> [Passage provided]
┄┄┄┄┄┄┄┄┄┄
200TDI in a Series 2

This site contains affiliate links for which LandyZone may be compensated if you make a purchase.
Agree Gentle tapping, it’ll be a world of pain if it snaps off in hole. I would think there must be a fault elsewhere to cause your problem rather than tinker inside ( unless it’s been tinkered with previously)
 
Agree Gentle tapping, it’ll be a world of pain if it snaps off in hole. I would think there must be a fault elsewhere to cause your problem rather than tinker inside ( unless it’s been tinkered with previously)

It is not the bolt snapping off I would be worried about, it is the casting breaking.

If the governor pin is gummed up , it may not travel correctly or even at all. You can see how it moves once the "boost" pin is removed and actuate the throttle, if it is out, push it back with a screw driver lightly , it will lock back in place and then you can turn the throttle again, it should pop out again. Plus you should be able to see the travel of the governor pin on the "boost pin".
You can use a light grease on the pin to see how it travels . If you grease it up reassemble and take it for a drive.

Cheers
 
Now... as for this engine issue.
I have ordered a manual impact driver ( arrives Friday) to shift the 4 slotted screws to get the boost diagram chamber. I can safely say the guys that refurbished the injector pump did not open it ! not sure if they would have considered part of the injector pump? or maybe they were just cutting corners... wouldn't surprise me.
There was a suggestion to look at the "waste gate" and I can confirm it is not stuck as I can move it a screwdriver... it has a pretty heavy spring force on it but it I can get it to open and close manually with the "engine off" however with the engine running and revving it does not budge (should it ?? ). remember this in on the driveway .. no load. Gave it full throttle and nothing.
I am not sure how to confirm if the pump leaver is being moved all the was when the accelerator is pushed but looks like its fine.. goes all the way to the stop on the ip.
As soon as I get to look in the Compersater chamber I will confirm what's happening there and I hope at the same time to get pressure gauge on the inlet manifold, to see if we have any boost pressure. I can confirm that the turbo did blow the inlet hose off when we first started it up and so we all assumed the turbo was fine... we had so many other things on the list we were happy to put a line through the turbo as being ok.
┄┄┄┄┄┄┄┄┄┄
> [Data extract]
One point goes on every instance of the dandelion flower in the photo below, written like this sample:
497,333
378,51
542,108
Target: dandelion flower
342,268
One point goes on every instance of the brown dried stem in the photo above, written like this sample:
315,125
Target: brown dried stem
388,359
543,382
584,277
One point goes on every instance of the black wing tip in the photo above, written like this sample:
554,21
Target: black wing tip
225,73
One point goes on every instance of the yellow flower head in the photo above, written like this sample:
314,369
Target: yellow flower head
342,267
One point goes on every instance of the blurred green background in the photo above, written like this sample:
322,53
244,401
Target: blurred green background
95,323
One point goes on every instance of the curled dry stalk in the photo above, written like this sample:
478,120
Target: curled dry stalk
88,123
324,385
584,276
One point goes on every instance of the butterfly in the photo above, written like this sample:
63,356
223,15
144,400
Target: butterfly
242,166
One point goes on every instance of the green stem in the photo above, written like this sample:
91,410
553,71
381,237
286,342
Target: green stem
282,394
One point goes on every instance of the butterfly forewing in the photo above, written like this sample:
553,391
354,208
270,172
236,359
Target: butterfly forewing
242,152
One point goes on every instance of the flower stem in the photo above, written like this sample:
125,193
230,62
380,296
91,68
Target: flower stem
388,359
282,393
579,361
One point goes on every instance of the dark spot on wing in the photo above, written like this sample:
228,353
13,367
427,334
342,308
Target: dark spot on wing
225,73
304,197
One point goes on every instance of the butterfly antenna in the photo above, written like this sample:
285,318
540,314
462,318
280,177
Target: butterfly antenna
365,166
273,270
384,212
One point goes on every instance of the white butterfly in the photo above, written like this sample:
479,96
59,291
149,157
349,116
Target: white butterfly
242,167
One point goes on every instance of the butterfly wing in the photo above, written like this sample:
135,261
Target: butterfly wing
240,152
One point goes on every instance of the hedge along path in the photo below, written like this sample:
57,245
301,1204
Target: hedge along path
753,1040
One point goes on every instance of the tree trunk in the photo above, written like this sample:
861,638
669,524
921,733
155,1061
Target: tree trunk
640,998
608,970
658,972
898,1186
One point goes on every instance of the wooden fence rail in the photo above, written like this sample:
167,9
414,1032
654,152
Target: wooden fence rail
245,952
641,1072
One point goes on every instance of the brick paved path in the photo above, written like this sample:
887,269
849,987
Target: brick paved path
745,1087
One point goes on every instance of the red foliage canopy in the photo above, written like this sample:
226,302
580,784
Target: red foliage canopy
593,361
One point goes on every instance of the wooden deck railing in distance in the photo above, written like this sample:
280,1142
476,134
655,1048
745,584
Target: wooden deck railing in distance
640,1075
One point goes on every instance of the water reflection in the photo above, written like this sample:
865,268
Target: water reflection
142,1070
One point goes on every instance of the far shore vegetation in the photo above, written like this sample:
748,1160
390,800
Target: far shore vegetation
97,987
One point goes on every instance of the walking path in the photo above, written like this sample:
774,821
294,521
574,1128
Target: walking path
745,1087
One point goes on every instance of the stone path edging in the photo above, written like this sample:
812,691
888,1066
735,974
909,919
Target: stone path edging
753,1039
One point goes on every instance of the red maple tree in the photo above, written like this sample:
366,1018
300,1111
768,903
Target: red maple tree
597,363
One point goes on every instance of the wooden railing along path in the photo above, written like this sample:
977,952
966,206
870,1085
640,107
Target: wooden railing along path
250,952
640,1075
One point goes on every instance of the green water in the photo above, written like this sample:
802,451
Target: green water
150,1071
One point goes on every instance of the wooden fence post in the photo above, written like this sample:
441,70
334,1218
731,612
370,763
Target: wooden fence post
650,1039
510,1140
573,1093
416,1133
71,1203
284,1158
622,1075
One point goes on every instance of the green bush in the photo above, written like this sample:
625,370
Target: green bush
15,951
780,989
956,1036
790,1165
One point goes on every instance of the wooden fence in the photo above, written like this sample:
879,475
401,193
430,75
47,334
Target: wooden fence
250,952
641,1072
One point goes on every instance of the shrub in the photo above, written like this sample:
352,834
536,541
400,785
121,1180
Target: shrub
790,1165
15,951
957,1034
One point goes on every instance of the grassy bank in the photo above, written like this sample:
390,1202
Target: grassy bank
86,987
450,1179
┄┄┄┄┄┄┄┄┄┄
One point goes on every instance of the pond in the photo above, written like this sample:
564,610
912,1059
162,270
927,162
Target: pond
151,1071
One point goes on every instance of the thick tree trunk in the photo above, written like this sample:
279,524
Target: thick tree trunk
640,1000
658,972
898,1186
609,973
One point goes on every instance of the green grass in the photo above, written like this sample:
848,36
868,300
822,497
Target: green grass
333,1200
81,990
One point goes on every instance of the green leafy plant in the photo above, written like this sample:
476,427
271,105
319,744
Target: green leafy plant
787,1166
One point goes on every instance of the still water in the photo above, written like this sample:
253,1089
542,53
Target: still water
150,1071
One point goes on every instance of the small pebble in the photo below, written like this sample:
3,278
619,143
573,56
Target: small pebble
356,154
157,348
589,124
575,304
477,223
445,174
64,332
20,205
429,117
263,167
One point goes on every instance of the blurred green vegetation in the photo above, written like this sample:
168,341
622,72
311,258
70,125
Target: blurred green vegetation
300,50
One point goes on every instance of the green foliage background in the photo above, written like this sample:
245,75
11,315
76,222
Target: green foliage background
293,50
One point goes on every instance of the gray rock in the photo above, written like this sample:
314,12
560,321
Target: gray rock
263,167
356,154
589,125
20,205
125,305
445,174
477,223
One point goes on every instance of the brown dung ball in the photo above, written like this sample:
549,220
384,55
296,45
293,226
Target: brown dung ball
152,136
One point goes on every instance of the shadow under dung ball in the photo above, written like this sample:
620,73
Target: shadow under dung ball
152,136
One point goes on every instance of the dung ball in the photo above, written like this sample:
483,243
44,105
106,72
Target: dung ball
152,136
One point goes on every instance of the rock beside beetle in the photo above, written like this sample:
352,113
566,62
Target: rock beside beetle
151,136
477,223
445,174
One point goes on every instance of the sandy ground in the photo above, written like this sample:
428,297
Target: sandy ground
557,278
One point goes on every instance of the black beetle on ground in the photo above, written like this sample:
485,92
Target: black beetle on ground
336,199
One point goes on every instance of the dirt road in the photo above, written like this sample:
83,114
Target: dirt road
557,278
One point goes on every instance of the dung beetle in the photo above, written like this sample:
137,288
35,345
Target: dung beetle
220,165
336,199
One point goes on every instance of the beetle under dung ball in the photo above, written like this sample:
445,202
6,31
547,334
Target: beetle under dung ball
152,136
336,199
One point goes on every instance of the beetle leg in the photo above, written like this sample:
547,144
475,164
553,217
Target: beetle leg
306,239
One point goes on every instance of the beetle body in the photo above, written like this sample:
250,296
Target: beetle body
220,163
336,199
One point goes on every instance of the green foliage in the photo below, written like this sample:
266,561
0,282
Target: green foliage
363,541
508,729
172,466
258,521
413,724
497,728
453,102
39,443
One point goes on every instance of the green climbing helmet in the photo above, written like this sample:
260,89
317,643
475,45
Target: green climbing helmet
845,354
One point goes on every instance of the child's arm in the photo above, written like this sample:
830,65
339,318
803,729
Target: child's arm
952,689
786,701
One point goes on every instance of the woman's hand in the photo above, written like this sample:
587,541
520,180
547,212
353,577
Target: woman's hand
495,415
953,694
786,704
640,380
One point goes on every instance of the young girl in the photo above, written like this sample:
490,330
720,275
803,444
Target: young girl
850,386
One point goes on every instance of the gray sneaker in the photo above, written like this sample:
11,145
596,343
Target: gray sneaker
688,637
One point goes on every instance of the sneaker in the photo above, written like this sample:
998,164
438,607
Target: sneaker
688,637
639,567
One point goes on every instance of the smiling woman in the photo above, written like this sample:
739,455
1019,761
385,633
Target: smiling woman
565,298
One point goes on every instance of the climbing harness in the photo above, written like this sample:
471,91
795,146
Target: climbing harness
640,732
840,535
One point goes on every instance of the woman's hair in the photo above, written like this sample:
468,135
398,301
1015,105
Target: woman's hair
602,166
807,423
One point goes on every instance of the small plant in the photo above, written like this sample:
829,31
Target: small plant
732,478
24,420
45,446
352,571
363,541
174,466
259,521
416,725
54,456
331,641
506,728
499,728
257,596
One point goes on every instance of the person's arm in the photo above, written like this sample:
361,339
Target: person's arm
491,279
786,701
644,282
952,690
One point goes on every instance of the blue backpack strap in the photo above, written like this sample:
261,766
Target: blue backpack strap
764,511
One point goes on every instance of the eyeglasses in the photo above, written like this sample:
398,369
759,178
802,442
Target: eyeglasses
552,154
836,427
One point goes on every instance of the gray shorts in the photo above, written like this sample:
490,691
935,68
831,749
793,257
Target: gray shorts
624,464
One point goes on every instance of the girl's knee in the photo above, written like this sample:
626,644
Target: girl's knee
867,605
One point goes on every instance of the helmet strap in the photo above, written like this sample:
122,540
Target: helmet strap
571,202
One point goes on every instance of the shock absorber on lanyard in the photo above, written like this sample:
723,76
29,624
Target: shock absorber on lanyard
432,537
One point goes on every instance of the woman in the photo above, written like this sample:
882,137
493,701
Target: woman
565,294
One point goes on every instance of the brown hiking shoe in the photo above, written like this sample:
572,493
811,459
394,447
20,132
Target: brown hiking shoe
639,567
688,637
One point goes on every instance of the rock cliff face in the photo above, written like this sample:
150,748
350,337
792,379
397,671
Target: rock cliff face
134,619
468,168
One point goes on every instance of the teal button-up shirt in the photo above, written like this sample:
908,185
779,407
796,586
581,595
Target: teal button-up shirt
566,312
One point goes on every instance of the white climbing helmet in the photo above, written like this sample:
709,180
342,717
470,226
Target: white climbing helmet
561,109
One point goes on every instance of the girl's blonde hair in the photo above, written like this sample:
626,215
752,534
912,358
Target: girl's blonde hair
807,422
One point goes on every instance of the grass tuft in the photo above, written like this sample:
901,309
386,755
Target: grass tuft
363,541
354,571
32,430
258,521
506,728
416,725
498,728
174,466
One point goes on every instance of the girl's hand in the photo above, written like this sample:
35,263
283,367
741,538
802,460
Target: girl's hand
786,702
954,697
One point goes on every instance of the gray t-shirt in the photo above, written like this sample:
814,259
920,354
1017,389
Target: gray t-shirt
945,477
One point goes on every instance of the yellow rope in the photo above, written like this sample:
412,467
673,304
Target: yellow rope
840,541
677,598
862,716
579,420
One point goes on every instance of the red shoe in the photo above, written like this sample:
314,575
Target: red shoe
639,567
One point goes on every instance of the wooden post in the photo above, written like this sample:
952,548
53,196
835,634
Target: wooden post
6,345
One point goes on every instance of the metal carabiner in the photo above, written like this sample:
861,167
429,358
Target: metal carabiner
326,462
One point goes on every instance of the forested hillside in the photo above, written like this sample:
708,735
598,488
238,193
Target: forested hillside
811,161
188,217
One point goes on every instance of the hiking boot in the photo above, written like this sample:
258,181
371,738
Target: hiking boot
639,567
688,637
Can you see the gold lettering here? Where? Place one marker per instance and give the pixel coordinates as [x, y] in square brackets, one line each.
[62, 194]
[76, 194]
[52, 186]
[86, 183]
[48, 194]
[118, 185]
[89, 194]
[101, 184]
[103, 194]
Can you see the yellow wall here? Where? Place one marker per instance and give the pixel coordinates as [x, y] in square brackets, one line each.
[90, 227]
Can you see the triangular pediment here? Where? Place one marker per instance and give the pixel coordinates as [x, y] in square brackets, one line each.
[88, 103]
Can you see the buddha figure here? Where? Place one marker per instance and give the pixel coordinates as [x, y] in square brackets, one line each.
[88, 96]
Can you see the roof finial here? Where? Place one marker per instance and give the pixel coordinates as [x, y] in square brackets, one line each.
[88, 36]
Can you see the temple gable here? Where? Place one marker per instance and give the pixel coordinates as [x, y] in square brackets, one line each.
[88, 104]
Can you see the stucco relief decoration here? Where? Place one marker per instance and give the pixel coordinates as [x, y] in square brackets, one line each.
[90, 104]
┄┄┄┄┄┄┄┄┄┄
> [Problem requirements] Can you write the next part of the forum thread about the 200TDI engine in a Series 2, continuing after its final sentence?

> [Answer to the task]
I really appreciate the input here we will get to the bottom of it... Air, Fuel, exhaust that all it can be... given that there is no smoke black blue or white... as Lynall suggests it does sound like it is not getting the boost of fuel as the turbo kicks in .. or doesn't kick in I'm not sure. If we had an air issue we should see smoke ...maybe..... or of course it could be an exhaust restriction? but one step at a time.
I will let you know what I find.


Turbos can spin quite fast, yet make no/little boost pressure, hence why getting the wastegate to move with car still is almost impossible, again if the car isnt getting the fuel it needs, cannot spin the turbine hard enough to make useful boost pressure, more boost = more fuel which pushes the boost pin downwards allowing the fuel pin to move, so its a kind of chicken and egg thing!
Yes wastegate spring is quite strong

As Neilly says I would be wary of the impact driver.
Iirc there is an allen key blank bung you can remove to access the pther side of the pin that is at the bottom of the hole, but even if it moves you still wont know if the boost pin/diaphragm is in the correct orientation.

When I did mine i used the std series exhaust, in the end I made one, and it drove better but not the massive difference you might think.

If the inj pump lever is hitting the stop then thats all you can do, unless there is some weird internal fault.

I assume the stop solenoid is actually working as it should, not just clicking but actually being pulled and held in?
 
One other thing,
when you do open the diaphragm cover, rotate the pin until you can easily pull it out. Check the rubber diaphragm for cuts/ splits.

Cheers
 
If the governor pin is gummed up , it may not travel correctly or even at all. You can see how it moves once the "boost" pin is removed and actuate the throttle, if it is out, push it back with a screw driver lightly
Showing my ignorance of the 200tdi , I’m more used to the Series pump which just goes,
With the governor pin gummed up would that affect non turbo 200di
Mines new in but thinking it’s a bit sluggish as with the 2286 diesel
 
Showing my ignorance of the 200tdi , I’m more used to the Series pump which just goes,
With the governor pin gummed up would that affect non turbo 200di
Mines new in but thinking it’s a bit sluggish as with the 2286 diesel

TBH, I have never thought about it.
What FIP do you have on a 200Di? Is it the same Bosch VE pump , but with the turbo not connected ? is the boost pin removed?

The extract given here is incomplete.